What the task asks:
Answer these questions using the news story about the People's Ball below.
1. How much money did the Virginia businessman spend?
2. How many people did Earl Stafford invite to the inauguration festivities?
3. In which hotel did the guests stay?

Fairy godfather invites disadvantaged to inaugural ball
AFP - Tuesday, January 20
WASHINGTON, Jan 19, 2009 (AFP) - - For hundreds down on their luck, it is a dream come true. A Virginia businessman waved a magic wand, and spent a cool 1.6 million dollars, to invite them to witness Barack Obama's inauguration.
"I'd never had imagined on being here," said an excited Martha Young, as she relished the luxury of a Washington hotel Monday as the guest of Earl Stafford, the businessman behind the innovative People's Ball.
Young said she had been "living from paycheck to paycheck. Just enough to eat and, you know, pay my bills."
She is among 300 people invited to join the inauguration festivities by Stafford, who has spared no expense in pampering his guests.
Rooms in the US capital's Marriott Hotel, evening dresses and tuxedos, manicures and buffets, an invitation to the balls and ringside seats to the festivities surrounding Tuesday's historic inauguration are all included.
"I wanted to have it open for those who otherwise would have never had the opportunity to come to Washington for the inauguration," said Stafford.

[Segmentation mask data]

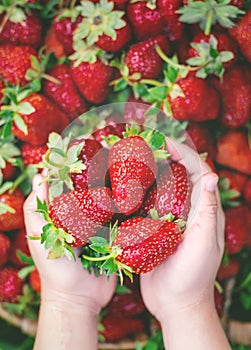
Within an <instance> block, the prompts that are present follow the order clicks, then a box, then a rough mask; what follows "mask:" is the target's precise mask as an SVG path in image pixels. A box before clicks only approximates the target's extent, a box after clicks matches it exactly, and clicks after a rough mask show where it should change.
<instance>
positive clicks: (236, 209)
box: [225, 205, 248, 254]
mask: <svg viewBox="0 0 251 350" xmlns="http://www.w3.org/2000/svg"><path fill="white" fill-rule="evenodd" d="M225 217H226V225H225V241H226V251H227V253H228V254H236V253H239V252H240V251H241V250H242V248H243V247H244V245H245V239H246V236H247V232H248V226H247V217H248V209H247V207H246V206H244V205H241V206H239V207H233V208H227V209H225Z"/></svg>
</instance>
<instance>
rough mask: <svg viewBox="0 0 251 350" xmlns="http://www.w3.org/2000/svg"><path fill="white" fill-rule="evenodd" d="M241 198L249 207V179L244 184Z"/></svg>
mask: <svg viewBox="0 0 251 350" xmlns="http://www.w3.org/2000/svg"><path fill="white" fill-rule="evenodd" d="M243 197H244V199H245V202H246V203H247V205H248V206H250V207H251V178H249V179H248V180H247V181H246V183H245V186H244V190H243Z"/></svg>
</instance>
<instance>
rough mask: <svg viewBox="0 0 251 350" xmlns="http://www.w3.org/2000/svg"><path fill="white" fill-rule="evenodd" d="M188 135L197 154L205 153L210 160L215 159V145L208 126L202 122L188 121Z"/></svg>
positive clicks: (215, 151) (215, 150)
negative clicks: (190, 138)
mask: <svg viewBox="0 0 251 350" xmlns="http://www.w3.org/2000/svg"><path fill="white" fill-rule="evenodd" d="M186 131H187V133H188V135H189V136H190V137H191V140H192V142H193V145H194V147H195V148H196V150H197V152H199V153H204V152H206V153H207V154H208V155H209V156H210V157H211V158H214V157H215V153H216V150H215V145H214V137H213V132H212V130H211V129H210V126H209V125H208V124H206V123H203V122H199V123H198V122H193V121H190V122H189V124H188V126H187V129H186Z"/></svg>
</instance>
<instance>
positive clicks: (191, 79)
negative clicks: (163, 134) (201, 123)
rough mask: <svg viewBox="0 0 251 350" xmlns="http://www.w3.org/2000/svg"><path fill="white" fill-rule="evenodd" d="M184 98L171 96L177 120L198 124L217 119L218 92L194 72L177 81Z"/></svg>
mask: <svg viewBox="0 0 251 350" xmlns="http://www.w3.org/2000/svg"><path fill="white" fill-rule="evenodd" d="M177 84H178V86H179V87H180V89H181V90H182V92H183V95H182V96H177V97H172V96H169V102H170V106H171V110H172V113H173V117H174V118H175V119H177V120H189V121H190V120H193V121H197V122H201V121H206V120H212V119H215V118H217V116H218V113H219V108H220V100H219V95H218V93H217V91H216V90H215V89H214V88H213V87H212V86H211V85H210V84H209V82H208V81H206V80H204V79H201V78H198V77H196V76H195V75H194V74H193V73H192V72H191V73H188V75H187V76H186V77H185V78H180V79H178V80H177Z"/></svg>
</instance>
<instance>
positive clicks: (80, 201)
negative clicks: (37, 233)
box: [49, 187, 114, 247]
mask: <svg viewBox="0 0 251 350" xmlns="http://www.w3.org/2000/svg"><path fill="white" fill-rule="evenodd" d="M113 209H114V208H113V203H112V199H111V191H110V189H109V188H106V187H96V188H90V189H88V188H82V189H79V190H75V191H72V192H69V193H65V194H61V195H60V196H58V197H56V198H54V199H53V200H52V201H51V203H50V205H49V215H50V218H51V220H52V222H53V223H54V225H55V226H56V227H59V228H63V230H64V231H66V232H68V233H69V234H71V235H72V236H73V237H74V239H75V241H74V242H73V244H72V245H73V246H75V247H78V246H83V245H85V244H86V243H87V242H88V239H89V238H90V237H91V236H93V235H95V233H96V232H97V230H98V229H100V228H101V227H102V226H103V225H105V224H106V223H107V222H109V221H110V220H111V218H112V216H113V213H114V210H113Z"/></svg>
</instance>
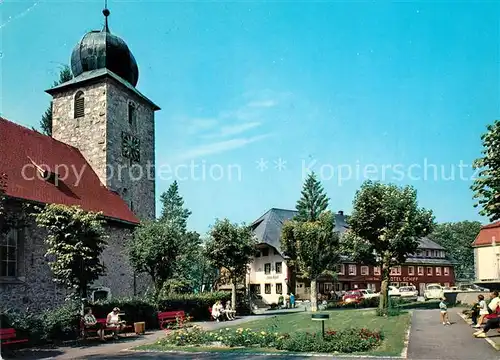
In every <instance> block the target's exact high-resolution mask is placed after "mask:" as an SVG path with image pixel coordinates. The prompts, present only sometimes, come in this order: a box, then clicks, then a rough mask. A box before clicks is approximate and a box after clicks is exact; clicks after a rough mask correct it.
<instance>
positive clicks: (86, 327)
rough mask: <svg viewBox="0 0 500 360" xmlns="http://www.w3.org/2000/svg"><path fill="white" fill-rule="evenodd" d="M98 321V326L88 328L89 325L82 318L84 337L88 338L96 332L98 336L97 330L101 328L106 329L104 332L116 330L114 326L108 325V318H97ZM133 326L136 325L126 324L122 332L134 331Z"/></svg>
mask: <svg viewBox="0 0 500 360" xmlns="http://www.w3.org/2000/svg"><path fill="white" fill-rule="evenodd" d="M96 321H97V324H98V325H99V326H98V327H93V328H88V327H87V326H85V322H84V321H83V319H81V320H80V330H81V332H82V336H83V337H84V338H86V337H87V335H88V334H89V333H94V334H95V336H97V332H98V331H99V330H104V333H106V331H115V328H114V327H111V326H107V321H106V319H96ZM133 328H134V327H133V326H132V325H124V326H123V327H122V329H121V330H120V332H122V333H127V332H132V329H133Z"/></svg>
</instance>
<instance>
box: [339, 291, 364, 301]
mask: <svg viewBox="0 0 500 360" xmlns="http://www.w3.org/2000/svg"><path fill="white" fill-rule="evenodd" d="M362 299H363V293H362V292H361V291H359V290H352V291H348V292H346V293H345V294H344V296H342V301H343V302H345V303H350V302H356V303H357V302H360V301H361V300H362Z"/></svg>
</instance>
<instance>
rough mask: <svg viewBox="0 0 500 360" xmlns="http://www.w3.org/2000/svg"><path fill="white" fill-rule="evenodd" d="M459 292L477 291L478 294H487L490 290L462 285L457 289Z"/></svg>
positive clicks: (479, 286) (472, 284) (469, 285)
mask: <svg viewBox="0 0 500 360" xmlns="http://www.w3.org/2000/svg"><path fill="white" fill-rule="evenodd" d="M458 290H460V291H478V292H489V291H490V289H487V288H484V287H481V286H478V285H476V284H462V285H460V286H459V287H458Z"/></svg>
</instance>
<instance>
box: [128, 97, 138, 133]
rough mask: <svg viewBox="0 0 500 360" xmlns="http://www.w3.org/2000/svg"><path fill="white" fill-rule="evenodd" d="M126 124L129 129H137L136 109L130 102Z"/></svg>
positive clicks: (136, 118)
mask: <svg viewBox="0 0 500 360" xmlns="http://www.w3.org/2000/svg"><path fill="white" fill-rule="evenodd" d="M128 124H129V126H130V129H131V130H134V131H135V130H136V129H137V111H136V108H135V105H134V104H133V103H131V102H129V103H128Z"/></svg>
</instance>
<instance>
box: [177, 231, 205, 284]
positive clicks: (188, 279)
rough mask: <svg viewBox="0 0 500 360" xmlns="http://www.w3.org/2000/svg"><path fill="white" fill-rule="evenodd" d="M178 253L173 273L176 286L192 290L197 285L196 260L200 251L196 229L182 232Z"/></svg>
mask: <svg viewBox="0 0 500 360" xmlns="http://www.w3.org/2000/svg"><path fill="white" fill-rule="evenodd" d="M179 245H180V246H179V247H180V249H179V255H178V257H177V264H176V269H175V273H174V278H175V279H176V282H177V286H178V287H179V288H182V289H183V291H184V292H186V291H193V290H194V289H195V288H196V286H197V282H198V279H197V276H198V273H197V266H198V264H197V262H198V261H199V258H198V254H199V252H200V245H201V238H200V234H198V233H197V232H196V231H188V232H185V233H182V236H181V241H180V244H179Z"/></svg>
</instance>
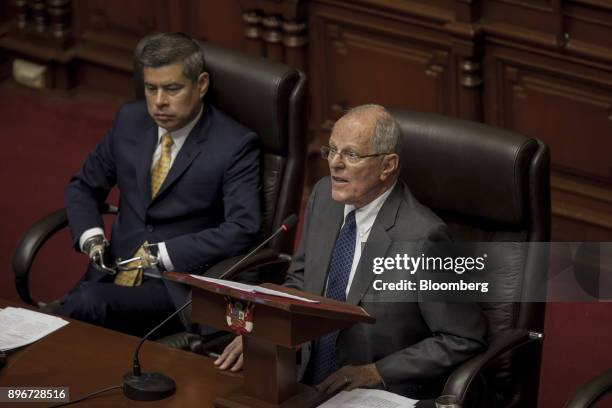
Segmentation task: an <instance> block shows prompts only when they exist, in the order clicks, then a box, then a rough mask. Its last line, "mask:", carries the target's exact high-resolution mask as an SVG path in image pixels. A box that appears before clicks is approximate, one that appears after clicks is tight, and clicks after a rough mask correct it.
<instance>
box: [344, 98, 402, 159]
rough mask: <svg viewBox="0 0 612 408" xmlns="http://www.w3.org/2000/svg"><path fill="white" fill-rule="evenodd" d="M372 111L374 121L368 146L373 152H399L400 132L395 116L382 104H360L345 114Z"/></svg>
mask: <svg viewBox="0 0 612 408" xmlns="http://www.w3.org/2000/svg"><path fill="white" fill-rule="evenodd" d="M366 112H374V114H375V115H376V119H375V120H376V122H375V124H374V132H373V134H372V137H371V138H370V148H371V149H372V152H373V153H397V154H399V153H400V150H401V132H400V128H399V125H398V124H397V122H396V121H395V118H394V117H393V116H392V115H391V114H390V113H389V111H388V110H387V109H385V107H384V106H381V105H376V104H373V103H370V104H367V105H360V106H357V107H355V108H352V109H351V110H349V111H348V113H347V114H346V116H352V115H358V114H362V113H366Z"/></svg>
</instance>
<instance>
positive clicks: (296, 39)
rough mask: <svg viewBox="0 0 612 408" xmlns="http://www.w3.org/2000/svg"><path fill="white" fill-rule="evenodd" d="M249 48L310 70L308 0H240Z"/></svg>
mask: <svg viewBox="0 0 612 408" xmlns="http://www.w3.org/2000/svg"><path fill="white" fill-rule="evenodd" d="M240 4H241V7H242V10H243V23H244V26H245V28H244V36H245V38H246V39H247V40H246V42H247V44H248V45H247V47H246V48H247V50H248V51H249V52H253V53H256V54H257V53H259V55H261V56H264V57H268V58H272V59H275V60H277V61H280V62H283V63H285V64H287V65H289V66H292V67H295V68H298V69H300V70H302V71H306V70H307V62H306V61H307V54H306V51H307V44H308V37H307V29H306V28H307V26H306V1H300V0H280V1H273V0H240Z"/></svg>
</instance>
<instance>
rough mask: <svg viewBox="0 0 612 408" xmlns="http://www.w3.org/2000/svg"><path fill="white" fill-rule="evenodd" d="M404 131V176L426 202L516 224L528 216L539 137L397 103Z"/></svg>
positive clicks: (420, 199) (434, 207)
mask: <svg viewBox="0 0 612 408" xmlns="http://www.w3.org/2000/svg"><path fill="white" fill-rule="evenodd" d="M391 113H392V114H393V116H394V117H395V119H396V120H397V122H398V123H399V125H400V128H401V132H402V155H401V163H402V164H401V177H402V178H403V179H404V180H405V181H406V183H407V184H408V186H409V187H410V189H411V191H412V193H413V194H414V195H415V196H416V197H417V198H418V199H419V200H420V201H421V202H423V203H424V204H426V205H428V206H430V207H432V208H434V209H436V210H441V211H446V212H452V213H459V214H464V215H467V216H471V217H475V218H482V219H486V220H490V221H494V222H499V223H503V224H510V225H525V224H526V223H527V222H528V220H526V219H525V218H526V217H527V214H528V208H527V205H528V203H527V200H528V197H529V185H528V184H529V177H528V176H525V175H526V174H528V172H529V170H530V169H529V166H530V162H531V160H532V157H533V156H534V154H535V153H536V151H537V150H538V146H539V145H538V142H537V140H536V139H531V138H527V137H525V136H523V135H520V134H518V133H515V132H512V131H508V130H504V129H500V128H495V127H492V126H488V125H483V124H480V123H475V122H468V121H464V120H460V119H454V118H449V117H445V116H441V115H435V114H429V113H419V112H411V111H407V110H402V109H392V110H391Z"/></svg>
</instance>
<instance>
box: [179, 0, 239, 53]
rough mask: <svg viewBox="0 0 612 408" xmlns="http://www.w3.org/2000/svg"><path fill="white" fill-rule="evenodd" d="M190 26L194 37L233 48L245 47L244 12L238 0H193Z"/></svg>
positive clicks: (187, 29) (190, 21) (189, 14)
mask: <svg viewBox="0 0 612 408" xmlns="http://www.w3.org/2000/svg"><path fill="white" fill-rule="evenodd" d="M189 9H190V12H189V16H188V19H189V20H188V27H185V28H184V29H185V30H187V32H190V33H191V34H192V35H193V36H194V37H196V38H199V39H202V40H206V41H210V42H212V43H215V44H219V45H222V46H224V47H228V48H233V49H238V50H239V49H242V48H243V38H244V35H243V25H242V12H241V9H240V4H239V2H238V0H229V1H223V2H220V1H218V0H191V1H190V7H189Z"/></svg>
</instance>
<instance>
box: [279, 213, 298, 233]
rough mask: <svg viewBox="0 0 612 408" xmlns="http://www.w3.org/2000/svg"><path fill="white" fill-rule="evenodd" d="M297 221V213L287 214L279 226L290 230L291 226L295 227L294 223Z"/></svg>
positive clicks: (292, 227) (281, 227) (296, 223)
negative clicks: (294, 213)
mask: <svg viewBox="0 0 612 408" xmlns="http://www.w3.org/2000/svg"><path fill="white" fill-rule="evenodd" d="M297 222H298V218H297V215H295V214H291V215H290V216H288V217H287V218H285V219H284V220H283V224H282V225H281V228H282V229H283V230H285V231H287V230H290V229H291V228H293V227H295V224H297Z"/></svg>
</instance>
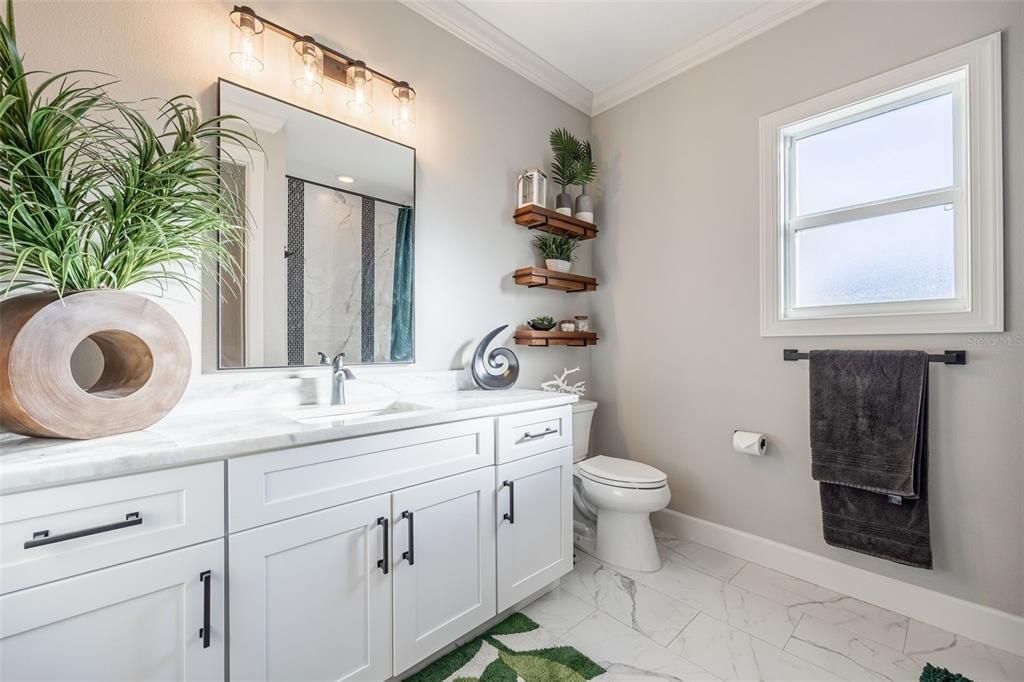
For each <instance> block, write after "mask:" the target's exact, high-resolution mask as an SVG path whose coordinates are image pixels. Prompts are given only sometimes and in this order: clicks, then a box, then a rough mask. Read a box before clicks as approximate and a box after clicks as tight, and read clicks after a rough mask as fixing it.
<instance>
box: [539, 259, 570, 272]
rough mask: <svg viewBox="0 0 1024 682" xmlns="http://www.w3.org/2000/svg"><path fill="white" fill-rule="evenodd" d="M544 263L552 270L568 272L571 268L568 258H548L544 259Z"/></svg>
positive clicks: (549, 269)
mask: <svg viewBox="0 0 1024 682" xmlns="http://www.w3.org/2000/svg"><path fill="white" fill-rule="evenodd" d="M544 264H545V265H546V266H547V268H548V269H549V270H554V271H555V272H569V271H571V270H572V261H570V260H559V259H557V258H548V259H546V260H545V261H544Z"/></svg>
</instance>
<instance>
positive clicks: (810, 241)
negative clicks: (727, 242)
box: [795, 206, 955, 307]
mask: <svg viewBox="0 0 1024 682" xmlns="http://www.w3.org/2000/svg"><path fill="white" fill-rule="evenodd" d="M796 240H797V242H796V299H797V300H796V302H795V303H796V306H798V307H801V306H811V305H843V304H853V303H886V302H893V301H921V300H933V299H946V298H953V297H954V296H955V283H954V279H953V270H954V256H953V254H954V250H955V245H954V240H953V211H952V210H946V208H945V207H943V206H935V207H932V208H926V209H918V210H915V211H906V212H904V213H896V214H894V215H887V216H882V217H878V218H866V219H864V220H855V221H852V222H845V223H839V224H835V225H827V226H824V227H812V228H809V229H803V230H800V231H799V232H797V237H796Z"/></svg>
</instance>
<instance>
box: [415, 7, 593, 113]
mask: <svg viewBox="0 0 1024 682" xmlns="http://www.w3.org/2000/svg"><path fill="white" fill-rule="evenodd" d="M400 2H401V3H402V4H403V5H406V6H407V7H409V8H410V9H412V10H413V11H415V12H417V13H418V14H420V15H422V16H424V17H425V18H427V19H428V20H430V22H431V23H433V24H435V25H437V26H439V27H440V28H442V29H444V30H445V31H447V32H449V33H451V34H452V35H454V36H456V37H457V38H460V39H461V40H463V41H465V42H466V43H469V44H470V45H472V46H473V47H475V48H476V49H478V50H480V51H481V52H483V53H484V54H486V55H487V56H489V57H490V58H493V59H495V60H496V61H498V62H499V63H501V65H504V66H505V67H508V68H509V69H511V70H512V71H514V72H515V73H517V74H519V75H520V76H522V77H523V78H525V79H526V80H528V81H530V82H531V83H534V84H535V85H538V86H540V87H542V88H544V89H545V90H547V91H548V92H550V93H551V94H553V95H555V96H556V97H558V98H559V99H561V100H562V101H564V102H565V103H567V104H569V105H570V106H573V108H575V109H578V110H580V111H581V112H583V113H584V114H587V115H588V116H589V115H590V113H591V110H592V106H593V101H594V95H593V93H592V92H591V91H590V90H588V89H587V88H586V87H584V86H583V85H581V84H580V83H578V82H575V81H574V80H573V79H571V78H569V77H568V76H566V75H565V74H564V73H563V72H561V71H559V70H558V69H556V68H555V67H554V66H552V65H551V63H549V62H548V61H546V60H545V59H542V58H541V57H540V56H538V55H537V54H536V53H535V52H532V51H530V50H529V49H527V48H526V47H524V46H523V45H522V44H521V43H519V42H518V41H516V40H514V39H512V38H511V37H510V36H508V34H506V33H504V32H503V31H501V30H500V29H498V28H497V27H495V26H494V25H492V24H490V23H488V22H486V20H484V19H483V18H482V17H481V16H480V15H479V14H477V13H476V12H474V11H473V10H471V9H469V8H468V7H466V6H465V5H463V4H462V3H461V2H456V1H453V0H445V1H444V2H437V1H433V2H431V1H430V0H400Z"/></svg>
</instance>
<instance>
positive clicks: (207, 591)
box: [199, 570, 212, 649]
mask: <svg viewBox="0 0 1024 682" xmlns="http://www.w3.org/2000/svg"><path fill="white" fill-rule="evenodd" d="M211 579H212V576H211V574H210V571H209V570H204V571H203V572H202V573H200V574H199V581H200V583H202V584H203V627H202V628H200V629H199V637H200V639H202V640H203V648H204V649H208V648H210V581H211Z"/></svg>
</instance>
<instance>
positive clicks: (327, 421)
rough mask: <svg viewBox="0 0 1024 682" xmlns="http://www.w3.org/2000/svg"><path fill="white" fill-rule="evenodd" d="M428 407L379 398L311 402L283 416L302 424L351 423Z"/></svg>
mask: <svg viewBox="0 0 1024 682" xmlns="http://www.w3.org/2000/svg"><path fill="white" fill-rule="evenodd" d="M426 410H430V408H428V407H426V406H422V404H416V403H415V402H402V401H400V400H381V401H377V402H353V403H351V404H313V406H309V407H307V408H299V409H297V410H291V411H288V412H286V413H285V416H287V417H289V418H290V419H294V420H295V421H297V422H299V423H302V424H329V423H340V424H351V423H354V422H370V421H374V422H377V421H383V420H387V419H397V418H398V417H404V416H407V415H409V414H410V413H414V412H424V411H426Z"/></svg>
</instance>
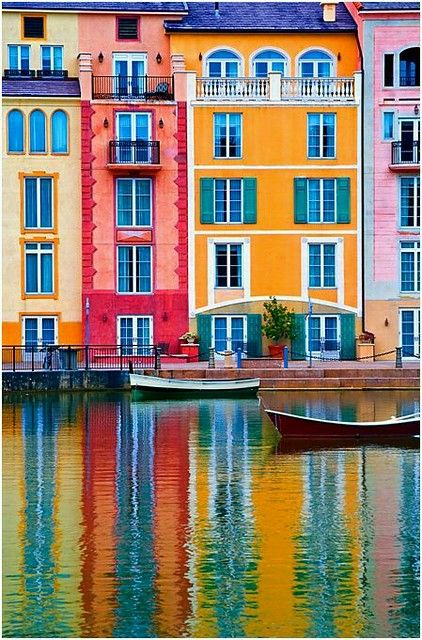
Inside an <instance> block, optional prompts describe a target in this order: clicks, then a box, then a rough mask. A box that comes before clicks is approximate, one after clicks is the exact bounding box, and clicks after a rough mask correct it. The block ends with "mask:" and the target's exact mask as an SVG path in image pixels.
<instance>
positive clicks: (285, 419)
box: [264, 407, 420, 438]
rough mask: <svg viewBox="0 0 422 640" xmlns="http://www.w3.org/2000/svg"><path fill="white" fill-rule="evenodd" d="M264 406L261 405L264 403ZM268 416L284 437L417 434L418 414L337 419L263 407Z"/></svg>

Solution below:
1. 1.6 million dollars
2. 300
3. The Marriott Hotel